- [Directions]:
1. In the blog post about the Dylan mixer, which album does Desolation Row close?
2. Translate this sentence from the blog post about the Dylan mixer into Spanish: "It is shocking to realize that people actually did sell postcards of lynchings."
3. Please continue the blog post about the Dylan mixer, starting right after its final sentence.

During the pre-event mixer last night I had the privilege of finally meeting some of the many people whose names I'd become familiar with but who had no faces... till now. I am referring here to the board of directors for the Armory Arts and Music Center. What a dedicated bunch. The excitement surrounding recent events including purchase of the property next door only serves to cement their resolve that the facility will be preserved.

Being around Dylan people, and by that I mean people who have been long time fans and thought deeply about Dylan's songs and importance, you almost inevitably glean new insights to add to your catalog of understandings. Such was the case last night.

A favorite song among many long-time Dylan listeners is Desolation Row, the capstone on Dylan's remarkable Highway 61 Revisited. The opening line of this song is a familiar one, "They're selling postcards of the hanging..." I have listened to it a hundred, if not five hundred, times. It is shocking to realize that people actually did sell postcards of lynchings. And last night, while upstairs at Tycoons, I learned some new information about the lynching that took place here in 1919, a dark blot in Northland history.

Backstory: I have been aware for many years of the terrible event that took place here. I have even written about it on my blog a few times, as in this moment when I was touched by Billy Holiday's rendition of Strange Fruit Until last night I never realized the the jailhouse was not eight blocks away at Sixth Avenue West, where the county jail had been most of my years in this town. The jail, where these three black men were scraped from was just one block from where they were put to death without trial. Duluth's jail, and Prohibition era speakeasy, was right there in Tycoon's for a time, and then in the building next door.

- [Supplied data]:
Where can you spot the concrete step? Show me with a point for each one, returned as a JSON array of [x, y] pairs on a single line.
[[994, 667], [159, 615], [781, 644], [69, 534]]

- [Task-by-task outputs]:
1. Highway 61 Revisited.

2. Es impactante darse cuenta de que la gente realmente vendía postales de linchamientos.

3.
While getting to know various people, listening and talking, we got to the topic of how many different phrases and songs and lines from songs are so much a part of our culture now but that many of the masses are unaware that their origins come from Dylan songs. One gentleman noted that for the longest time he'd never read any Shakespeare, but when he finally did his first reaction was that his plays were full of cliches... until he realized what an astonishing number of sayings originated with this brilliant man, and before him they weren't cliches at all.

My guess is that many who discover Dylan for the first time also realize that he's been influencing them all along, without them knowing it.What follows is a blog entry I wrote a few years ago with regard to Dylan's tip-o'-the-hat to Shakespeare.


It just keeps getting better. I'm referring here to the Dylan catalog. It's not the prodigious quantity, but the remarkable quality of work that keeps fans coming back for more.

When Tell Tale Signs: The Bootleg Series Vol. 8 was released last year, my first reaction was, "Oh no, do I have a buy yet another Dylan album already?" Then the word started to get around, some cuts were played on KUMD's Dylan Hour, and a friend said it was a must have. Turns out he was right. After a year I still can't stop listening to the songs on this rich double CD, which is primarily alternative takes and unreleased material from 1989 to present.

The unreleased songs here like "Red River Shore", "Born In Time" and "Marchin' to the City" would have been enough for the foundation of a great album, but shuffle in all these fabulous alternate versions of songs like "Most Of The Time" and "Dignity" and it's just golden.

This weekend the song "Tell Ol' Bill" has been pulsing through my mind. The tune is haunting. The poetry mysterious and suitably subtle and evocative. So I wished to share it here this morning.

Last night I found myself agreeing with Foley Jones who begins his review of this song with the statement, "I’ve been shocked by the lack of attention paid so far to Tell Ol’ Bill."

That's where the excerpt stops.